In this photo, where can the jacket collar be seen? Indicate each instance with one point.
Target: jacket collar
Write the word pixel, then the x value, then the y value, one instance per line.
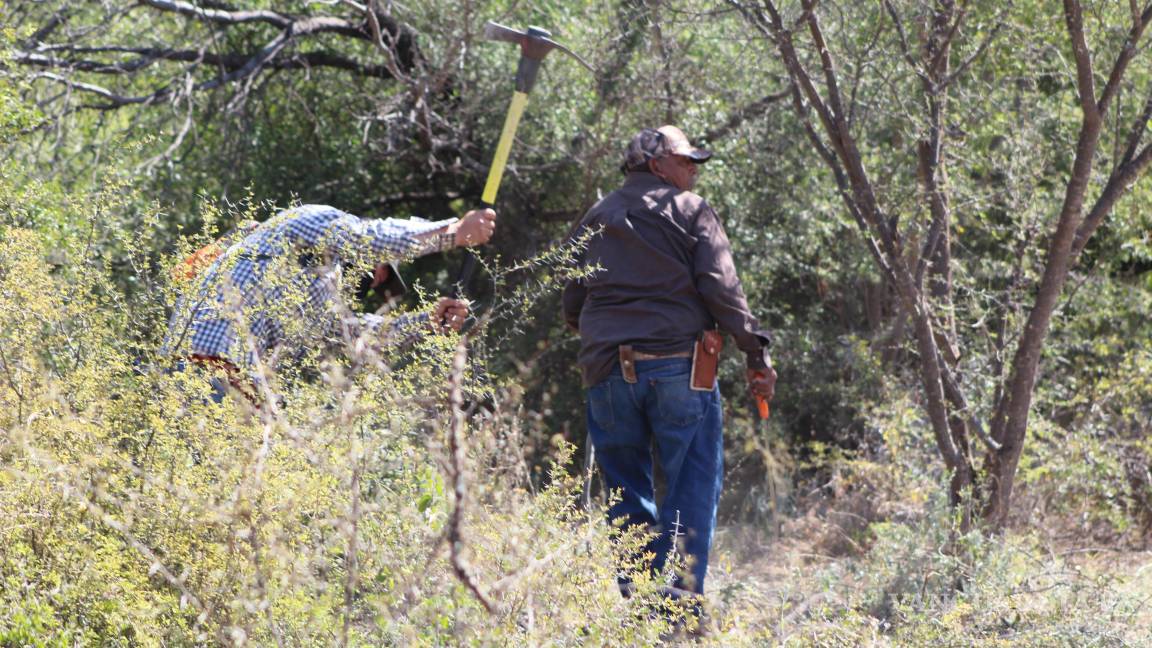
pixel 644 180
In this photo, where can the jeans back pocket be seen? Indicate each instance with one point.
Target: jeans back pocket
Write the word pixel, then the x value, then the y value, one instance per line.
pixel 676 402
pixel 599 400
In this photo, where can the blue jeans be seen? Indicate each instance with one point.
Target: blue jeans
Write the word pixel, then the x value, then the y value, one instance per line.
pixel 624 419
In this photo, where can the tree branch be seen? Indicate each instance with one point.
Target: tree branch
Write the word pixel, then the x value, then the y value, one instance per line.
pixel 1085 82
pixel 1126 57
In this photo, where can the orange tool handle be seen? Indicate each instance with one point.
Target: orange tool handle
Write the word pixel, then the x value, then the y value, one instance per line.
pixel 762 404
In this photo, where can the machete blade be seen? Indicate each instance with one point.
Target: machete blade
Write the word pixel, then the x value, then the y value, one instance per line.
pixel 497 31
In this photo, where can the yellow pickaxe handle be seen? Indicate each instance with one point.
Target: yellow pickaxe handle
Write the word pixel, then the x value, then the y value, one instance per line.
pixel 500 160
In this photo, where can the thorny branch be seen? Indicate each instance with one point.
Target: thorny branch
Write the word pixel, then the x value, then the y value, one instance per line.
pixel 457 458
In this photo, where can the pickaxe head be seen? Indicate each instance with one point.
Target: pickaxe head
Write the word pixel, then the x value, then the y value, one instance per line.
pixel 535 44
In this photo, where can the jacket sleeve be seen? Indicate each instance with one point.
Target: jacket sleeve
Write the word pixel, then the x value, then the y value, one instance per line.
pixel 720 288
pixel 575 293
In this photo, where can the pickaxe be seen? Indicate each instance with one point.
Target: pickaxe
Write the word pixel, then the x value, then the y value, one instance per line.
pixel 535 45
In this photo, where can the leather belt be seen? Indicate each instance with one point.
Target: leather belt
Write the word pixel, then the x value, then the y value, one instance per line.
pixel 628 359
pixel 642 355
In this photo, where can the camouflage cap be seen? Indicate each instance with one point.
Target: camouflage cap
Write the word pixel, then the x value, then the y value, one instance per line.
pixel 656 143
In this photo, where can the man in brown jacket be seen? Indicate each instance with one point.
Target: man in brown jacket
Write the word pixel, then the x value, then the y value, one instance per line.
pixel 666 280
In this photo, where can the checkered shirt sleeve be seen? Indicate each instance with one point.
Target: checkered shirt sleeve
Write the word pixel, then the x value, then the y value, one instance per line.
pixel 204 328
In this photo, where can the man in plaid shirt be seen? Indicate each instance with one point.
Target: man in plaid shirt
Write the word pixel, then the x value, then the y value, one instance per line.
pixel 275 293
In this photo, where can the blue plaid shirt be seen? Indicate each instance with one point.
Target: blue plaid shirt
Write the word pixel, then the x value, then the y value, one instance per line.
pixel 281 283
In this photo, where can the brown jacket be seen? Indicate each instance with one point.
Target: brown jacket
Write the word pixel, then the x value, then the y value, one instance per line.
pixel 666 273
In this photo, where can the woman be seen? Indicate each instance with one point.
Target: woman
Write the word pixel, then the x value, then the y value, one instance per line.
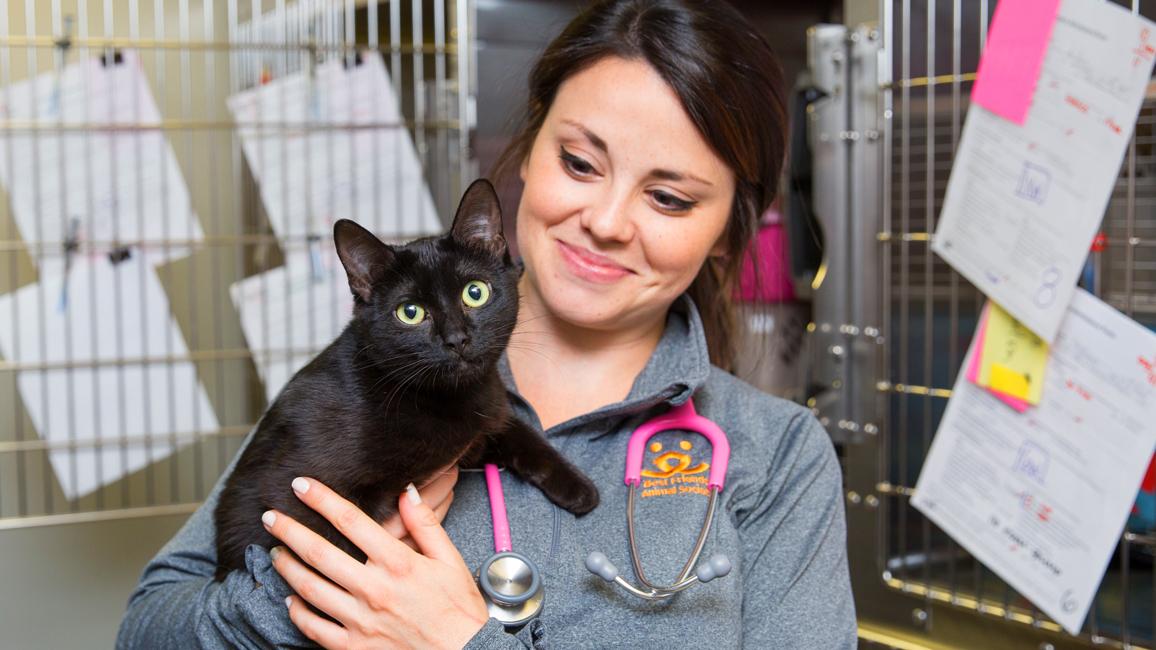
pixel 654 139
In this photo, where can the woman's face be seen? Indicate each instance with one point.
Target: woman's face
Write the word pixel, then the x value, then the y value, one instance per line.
pixel 623 200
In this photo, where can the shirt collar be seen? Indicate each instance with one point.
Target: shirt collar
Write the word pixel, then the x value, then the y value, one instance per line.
pixel 679 367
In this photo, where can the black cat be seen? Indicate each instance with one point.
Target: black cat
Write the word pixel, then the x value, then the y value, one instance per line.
pixel 408 388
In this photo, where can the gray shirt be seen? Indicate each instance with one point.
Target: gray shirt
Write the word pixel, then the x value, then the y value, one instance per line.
pixel 779 521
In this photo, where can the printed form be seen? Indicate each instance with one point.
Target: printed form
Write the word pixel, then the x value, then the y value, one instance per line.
pixel 1040 497
pixel 1023 202
pixel 333 145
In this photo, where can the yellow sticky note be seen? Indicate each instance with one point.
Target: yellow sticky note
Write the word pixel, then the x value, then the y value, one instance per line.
pixel 1020 355
pixel 1009 382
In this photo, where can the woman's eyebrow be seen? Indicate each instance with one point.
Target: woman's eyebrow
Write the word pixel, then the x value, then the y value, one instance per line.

——

### EXERCISE DETAILS
Render everything in the records from the line containing "In this photo, where can the thorny" down to the line containing "pixel 457 458", both included, as a Markdown table with the columns Row and Line. Number each row and leave out any blank lines.

### WRITTEN SOLUTION
| Row | Line |
|---|---|
| 1 | In this photo, where can the thorny branch be seen? Indicate each instance with one point. |
| 2 | Target: thorny branch |
| 3 | Write the word pixel, then the x value, then the y value, one instance per line. |
| 4 | pixel 457 458 |